── Zu lesender Auszug ──

Text: Martin Obernesser
Das Mindestlohngesetz (MiLoG) ist am 16.08.2014 in Kraft getreten und regelt zuvörderst, dass Arbeitnehmer seit Anfang 2015 nicht unter Mindestlohn bezahlt werden dürfen. Gemäß § 1 Abs. 2 des Gesetzes beträgt dessen Höhe 8,50 Euro brutto je Zeitstunde.
Das Gesetz gilt – selbstverständlich – für Arbeitnehmerinnen und Arbeitnehmer. Es enthält allerdings keine Definition des Arbeitnehmerbegriffes, sodass auf die maßgebende Rechtsprechung, insbesondere des Bundesarbeitsgerichts (BAG), zurückgegriffen werden kann und muss. Das BAG hat zuletzt in einem Urteil vom 25.09.2013 nochmals bestätigt, dass derjenige Arbeitnehmer ist, der aufgrund eines privatrechtlichen Vertrags im Dienste eines anderen zur Leistung weisungsgebundener, fremdbestimmter Arbeit in persönlicher Abhängigkeit verpflichtet ist. Das Weisungsrecht kann Inhalt, Durchführung, Zeitdauer und Ort der Tätigkeit betreffen. Arbeitnehmer ist hierbei insbesondere derjenige Mitarbeiter, der nicht im Wesentlichen frei seine Tätigkeit gestalten und seine Arbeitszeit bestimmen kann; der Grad der persönlichen Abhängigkeit hängt dabei auch von der Eigenart der jeweiligen Tätigkeit ab.
Flucht in die Selbstständigkeit?
Kein Ausweg ist die Flucht in die Scheinselbstständigkeit, insbesondere der Abschluss von sogenannten Werkverträgen. Hierzu hat das Bundesarbeitsgericht in der bereits erwähnten Entscheidung aus dem Jahre 2013 nochmals betont, dass der wirkliche Geschäftsinhalt zeige, ob ein Werkvertrag, ein Dienst- oder ein Arbeitsvertrag besteht. Zwingende gesetzliche Regelungen für Arbeitsverhältnisse können nicht dadurch abbedungen werden, dass Parteien ihrem Arbeitsverhältnis eine andere Bezeichnung geben. Ein abhängig beschäftigter Arbeitnehmer wird auch nicht durch Auferlegung einer Erfolgsgarantie zum Werkunternehmer.

───
── Gegebene Zeilen ──

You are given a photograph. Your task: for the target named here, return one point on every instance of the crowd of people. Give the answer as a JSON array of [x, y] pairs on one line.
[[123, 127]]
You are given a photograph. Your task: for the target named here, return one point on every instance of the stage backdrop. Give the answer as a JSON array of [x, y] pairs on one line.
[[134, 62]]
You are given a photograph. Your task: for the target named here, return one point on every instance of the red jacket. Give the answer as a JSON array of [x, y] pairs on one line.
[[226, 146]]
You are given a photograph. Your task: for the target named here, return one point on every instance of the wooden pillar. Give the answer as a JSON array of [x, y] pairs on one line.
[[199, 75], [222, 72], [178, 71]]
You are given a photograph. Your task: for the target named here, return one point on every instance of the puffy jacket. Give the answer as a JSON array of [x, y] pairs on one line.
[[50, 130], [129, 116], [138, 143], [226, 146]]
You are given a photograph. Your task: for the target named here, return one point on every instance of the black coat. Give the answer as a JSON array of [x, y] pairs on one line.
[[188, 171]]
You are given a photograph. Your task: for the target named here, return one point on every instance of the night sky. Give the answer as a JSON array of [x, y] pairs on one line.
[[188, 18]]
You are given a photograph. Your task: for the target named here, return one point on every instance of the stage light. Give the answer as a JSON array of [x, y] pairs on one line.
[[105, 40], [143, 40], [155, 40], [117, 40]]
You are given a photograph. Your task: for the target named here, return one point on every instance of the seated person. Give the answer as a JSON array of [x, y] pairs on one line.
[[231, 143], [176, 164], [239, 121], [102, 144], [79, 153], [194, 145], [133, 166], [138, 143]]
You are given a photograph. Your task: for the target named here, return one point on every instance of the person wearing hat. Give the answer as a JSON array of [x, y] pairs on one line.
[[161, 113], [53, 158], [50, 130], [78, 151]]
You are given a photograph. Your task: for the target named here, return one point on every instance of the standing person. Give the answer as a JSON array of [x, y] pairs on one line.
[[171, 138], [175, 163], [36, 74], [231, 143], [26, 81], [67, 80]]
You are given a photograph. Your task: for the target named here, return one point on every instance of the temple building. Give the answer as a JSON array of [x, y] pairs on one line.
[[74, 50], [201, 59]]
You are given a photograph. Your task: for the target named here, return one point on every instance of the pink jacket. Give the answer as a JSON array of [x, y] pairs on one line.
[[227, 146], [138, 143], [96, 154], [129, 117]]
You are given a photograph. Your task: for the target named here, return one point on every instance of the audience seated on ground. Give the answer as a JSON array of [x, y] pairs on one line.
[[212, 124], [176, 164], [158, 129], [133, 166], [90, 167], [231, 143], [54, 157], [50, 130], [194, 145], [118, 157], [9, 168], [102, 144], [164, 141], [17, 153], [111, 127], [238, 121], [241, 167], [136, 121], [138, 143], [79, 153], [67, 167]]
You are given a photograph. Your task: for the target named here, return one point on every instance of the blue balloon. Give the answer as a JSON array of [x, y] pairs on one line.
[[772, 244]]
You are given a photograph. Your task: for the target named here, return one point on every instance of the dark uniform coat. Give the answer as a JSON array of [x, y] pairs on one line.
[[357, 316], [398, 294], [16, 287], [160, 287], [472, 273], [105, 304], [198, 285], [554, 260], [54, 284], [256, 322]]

───

[Aufgaben]:
(A) Übernimm aus dem Text zum Mindestlohngesetz unverändert den Abschnitt, der mit „Flucht in die Selbstständigkeit?“ beginnt und sich bis einschließlich „Erfolgsgarantie zum Werkunternehmer.“ erstreckt.
(B) Setze den Text zum Mindestlohngesetz im Anschluss an seinen letzten Satz fort.

[Die Antworten]:
(A)
Flucht in die Selbstständigkeit?
Kein Ausweg ist die Flucht in die Scheinselbstständigkeit, insbesondere der Abschluss von sogenannten Werkverträgen. Hierzu hat das Bundesarbeitsgericht in der bereits erwähnten Entscheidung aus dem Jahre 2013 nochmals betont, dass der wirkliche Geschäftsinhalt zeige, ob ein Werkvertrag, ein Dienst- oder ein Arbeitsvertrag besteht. Zwingende gesetzliche Regelungen für Arbeitsverhältnisse können nicht dadurch abbedungen werden, dass Parteien ihrem Arbeitsverhältnis eine andere Bezeichnung geben. Ein abhängig beschäftigter Arbeitnehmer wird auch nicht durch Auferlegung einer Erfolgsgarantie zum Werkunternehmer.

(B)
Der Werkunternehmer ist selbstständig. Er organisiert die für die Erreichung eines wirtschaftlichen Erfolgs notwendigen Handlungen nach eigenen (!) betrieblichen Voraussetzungen und ist für die Herstellung des geschuldeten Werks gegenüber dem Besteller selbst verantwortlich. Damit scheitert die „Flucht in die Selbstständigkeit“ in der Regel daran, dass der Beschäftigte gerade nicht selbstständig ist, sondern Weisungen unterliegt, die vor allem Durchführung, Zeit, Dauer und Ort der Tätigkeit sowie deren Inhalt betreffen.
Ausnahmen
Das Mindestlohngesetz gilt nicht für:
1. Minderjährige ohne abgeschlossene Berufsausbildung
2. Auszubildende, die zu ihrer Berufsausbildung beschäftigt werden
3. ehrenamtlich Tätige
4. Langzeitarbeitslose in den ersten sechs Monaten der Beschäftigung.
Für Praktikanten gelten Sonderregeln – dazu siehe folgende Übersicht.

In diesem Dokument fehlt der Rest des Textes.